━━ Data for the task
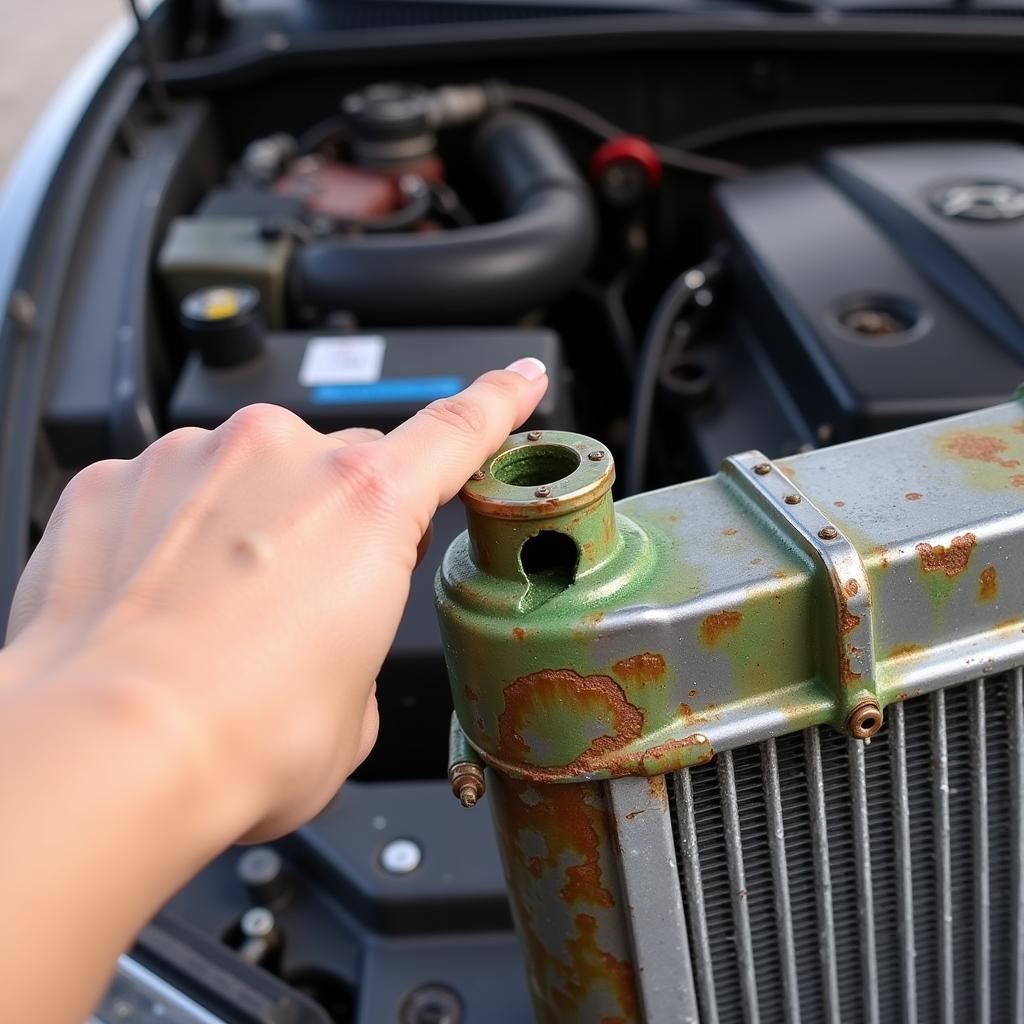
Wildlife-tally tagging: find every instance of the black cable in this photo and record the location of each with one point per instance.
(668, 311)
(569, 110)
(823, 117)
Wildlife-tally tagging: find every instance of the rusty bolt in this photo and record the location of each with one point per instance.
(467, 782)
(864, 720)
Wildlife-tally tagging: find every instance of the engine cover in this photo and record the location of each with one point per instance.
(878, 288)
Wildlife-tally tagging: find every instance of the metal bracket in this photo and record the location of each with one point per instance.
(852, 674)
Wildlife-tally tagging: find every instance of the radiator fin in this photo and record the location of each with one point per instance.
(829, 880)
━━━━
• **What the exercise asks**: Reproduce all of the material exactly, apart from the pictures.

• **Solution for this exercise**:
Wildlife-tally tagging: find every instance of the black cable in this photo and record the location of each with one point per instance.
(668, 311)
(569, 110)
(823, 117)
Wildlife-tally tagging: find every instance of the rusty bolt in this photo and record the location of each with one point per instance.
(467, 782)
(864, 720)
Wildlife-tally tagging: find every instance of the engine cover in this photo and record the location of each with one point per instance.
(878, 288)
Wildlife-tally tagging: find every instance of the metal bracket in this photo and record the location of each with one point per instance.
(852, 674)
Wildlife-tally tagging: find every instance of the radiator fin in this photo and record the location of each with one point per instance.
(829, 880)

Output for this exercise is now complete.